-- begin MATERIAL FOR THE TASK --
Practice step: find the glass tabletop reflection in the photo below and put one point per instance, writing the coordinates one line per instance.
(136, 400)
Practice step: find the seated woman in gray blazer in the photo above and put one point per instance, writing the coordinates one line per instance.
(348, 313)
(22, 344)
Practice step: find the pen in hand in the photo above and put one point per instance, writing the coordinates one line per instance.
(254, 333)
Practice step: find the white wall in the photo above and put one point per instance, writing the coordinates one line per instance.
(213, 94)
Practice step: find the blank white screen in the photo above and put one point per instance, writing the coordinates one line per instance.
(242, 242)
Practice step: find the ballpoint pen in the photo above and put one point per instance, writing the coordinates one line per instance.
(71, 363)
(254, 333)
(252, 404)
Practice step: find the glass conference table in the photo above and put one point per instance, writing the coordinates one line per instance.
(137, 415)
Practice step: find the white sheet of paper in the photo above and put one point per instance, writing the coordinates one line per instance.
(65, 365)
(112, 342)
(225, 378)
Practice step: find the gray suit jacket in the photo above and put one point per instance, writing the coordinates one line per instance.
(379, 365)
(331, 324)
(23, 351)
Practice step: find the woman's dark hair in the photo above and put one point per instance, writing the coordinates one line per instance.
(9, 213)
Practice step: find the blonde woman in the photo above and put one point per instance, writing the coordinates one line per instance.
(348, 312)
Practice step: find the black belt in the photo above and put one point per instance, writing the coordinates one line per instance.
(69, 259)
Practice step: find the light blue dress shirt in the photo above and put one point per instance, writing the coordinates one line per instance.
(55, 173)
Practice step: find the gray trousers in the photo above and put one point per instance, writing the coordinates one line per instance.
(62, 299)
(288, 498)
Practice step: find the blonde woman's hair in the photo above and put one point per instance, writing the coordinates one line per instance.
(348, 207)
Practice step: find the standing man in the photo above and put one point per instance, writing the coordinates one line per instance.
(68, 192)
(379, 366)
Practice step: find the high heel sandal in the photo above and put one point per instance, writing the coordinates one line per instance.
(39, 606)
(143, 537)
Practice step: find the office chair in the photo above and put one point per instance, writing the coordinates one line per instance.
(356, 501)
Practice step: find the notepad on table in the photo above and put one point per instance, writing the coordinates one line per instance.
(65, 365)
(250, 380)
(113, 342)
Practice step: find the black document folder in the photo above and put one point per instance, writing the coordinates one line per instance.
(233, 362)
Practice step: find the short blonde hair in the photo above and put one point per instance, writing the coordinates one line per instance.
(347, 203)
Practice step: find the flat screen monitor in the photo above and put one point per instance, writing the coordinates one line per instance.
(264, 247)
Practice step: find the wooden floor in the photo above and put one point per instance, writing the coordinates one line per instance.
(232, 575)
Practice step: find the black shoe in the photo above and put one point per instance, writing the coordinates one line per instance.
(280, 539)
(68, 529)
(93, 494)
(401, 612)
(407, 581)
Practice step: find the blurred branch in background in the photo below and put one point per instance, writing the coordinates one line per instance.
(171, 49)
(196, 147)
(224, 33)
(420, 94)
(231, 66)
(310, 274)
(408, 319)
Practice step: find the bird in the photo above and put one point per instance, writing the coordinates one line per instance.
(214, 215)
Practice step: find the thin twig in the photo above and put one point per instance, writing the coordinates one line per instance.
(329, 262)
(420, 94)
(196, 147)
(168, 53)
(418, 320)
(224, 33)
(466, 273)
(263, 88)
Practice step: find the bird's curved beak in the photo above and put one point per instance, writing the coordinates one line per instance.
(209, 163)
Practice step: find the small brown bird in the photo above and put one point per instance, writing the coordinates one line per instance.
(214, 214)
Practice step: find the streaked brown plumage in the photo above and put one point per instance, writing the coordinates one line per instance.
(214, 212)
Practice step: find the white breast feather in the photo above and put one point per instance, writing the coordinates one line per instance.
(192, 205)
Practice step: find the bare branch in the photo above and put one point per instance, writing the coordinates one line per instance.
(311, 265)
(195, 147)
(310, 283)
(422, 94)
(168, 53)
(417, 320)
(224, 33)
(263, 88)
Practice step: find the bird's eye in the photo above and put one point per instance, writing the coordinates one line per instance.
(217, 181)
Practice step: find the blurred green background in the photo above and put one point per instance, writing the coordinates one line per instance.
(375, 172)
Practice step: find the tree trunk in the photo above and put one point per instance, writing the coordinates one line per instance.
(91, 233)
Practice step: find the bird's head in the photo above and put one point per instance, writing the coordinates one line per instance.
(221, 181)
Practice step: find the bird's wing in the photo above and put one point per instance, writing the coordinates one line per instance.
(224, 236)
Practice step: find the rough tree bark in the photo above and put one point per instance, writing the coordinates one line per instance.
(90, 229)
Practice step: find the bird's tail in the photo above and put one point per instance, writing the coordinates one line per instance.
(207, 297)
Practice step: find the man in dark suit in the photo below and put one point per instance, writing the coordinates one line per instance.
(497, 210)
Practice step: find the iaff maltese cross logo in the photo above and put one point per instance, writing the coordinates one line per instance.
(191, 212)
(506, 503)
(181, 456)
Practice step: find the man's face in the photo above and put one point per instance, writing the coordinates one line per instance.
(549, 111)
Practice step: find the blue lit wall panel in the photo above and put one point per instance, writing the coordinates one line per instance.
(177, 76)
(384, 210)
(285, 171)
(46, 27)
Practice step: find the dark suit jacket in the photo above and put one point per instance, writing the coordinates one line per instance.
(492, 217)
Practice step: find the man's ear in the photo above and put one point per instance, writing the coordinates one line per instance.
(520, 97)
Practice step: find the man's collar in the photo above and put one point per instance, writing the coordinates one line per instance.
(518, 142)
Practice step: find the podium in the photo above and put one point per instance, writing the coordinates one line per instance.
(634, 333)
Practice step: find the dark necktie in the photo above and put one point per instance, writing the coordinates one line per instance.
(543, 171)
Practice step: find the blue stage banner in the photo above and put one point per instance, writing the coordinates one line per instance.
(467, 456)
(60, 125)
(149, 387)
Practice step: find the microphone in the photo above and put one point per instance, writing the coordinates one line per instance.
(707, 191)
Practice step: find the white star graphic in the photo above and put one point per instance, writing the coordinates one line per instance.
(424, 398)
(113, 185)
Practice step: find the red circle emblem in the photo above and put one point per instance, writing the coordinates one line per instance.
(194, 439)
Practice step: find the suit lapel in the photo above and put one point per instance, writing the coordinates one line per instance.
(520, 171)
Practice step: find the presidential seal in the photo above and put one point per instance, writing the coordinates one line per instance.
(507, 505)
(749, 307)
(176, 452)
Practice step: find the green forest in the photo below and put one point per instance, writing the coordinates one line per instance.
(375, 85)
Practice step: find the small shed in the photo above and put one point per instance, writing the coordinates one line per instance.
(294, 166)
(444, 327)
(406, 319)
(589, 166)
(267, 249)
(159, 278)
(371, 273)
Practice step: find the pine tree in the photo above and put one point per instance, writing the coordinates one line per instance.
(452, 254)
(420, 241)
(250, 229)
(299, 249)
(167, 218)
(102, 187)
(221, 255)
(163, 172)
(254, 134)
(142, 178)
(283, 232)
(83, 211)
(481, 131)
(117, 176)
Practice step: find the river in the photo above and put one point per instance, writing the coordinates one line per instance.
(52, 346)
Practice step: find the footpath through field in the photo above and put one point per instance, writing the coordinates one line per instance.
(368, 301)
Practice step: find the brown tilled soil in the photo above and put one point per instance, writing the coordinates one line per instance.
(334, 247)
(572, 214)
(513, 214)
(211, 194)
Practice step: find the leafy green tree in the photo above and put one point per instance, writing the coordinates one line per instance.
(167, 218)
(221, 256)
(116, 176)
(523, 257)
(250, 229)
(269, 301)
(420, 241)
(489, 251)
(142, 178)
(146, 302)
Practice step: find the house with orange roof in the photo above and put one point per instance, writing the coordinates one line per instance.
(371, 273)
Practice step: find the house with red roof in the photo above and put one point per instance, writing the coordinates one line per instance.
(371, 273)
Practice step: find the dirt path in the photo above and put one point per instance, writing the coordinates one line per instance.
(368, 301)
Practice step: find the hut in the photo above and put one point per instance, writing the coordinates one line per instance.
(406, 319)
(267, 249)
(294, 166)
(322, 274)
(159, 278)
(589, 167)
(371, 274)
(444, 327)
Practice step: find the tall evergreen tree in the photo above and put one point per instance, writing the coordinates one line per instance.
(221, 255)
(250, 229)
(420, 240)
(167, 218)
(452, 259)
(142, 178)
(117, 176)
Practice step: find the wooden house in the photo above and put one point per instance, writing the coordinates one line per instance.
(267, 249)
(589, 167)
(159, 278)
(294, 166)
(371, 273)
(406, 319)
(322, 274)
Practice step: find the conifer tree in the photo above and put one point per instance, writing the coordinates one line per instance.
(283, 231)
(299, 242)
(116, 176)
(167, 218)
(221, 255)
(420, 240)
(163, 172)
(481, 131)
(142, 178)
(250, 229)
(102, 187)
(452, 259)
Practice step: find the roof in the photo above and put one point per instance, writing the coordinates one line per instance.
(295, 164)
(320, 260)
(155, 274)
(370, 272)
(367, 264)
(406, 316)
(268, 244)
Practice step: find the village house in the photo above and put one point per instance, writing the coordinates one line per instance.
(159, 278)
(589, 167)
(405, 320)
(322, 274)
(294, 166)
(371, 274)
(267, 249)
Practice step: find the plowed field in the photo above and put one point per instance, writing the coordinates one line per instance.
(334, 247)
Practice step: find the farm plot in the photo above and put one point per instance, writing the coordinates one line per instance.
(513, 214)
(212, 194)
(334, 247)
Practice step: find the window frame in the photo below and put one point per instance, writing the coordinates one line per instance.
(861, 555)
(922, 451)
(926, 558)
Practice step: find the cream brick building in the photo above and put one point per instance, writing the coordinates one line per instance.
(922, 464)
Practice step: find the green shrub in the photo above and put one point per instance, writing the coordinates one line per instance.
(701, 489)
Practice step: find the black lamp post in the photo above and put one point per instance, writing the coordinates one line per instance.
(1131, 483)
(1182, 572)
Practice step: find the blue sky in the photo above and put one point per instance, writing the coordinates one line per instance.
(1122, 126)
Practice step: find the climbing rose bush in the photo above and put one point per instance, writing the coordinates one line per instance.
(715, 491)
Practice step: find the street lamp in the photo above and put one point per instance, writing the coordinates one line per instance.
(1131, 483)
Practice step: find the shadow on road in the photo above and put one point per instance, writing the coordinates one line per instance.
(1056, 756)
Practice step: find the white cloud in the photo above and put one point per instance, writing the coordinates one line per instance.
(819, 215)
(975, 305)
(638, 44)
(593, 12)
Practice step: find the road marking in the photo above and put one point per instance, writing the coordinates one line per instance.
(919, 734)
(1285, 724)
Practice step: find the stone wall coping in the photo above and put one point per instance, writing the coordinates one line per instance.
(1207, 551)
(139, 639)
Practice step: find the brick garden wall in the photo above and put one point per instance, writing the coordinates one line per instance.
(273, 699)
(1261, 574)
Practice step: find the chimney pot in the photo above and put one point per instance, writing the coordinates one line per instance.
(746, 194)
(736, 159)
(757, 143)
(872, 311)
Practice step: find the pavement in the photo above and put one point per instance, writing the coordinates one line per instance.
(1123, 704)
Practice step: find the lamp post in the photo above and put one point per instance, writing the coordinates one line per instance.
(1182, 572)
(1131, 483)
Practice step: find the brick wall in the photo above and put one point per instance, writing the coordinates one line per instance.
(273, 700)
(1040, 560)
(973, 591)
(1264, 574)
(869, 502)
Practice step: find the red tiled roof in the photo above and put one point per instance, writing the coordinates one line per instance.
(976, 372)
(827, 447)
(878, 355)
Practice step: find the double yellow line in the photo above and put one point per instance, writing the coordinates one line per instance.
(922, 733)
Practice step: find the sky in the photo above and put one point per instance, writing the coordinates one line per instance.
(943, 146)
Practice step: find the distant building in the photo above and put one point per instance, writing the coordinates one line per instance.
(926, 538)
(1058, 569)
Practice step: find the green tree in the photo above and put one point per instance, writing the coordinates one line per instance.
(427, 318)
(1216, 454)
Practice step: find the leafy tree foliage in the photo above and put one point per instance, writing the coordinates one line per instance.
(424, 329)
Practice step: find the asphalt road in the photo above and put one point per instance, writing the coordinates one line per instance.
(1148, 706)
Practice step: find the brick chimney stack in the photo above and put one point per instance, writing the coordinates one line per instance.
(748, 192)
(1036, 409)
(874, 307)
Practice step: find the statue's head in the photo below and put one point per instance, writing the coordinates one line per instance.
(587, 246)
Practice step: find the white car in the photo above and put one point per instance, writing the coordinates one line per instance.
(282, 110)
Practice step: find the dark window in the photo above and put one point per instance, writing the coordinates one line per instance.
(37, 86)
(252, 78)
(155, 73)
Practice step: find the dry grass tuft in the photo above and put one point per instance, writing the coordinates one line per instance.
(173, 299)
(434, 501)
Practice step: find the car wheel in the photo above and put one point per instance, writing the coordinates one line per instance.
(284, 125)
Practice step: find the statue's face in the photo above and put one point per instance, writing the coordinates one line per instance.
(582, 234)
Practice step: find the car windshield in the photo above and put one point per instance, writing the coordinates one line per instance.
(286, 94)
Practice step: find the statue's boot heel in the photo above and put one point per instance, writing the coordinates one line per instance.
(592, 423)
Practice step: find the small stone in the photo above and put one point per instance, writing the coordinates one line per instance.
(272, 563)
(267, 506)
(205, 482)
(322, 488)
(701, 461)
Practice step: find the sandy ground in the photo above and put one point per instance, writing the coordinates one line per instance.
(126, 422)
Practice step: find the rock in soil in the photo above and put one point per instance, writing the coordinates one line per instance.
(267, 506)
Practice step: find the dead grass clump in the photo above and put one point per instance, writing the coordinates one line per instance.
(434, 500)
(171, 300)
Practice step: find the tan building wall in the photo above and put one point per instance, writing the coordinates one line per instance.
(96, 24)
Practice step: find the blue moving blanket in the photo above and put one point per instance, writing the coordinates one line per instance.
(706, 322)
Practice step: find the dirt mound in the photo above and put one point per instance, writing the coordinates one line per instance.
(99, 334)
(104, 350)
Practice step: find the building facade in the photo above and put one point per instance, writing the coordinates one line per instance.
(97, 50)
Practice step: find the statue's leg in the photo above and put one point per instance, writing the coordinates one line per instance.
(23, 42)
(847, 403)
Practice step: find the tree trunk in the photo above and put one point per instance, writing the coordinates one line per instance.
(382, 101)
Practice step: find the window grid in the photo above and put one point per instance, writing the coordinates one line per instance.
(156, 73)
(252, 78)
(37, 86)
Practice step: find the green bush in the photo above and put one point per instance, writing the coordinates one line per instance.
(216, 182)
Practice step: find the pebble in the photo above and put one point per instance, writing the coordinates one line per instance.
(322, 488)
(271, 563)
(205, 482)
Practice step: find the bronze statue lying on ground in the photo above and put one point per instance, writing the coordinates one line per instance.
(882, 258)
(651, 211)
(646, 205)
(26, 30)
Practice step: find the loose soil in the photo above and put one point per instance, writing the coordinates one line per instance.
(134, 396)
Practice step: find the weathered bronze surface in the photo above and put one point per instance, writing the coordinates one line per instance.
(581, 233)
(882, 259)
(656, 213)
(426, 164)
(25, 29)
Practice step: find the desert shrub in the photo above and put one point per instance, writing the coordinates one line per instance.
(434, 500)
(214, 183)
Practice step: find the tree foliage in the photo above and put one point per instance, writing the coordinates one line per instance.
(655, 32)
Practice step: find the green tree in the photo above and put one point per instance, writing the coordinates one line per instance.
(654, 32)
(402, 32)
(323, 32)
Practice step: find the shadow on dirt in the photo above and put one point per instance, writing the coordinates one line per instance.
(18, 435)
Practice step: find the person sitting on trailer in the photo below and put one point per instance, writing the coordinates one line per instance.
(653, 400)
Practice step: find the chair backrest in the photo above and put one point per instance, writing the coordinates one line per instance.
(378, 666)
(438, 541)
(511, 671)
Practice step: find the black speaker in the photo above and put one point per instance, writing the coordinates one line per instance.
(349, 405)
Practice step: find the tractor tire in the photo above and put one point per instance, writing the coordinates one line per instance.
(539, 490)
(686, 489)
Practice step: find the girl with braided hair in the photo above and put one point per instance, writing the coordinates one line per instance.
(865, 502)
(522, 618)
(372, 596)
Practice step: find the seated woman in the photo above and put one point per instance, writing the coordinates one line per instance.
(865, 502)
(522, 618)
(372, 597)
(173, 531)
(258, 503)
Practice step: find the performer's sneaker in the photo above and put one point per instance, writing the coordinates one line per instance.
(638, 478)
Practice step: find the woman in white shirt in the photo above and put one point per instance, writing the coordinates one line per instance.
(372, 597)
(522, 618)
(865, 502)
-- end MATERIAL FOR THE TASK --
§ GIVEN INSTRUCTION
In the listing, copy out the lines from the one containing "Practice step: find the sky" through the one containing "(1058, 569)", inclusive, swapping "distant" for "far-off" and leaving everything else unchanged.

§ ANSWER TO THE EXERCISE
Practice step: find the sky in the photo above and put one point per instance, writing the coordinates one line per instance.
(943, 146)
Practice step: find the far-off building in the photo above and put one point per instance, writing the coordinates one line per instance.
(926, 538)
(1058, 569)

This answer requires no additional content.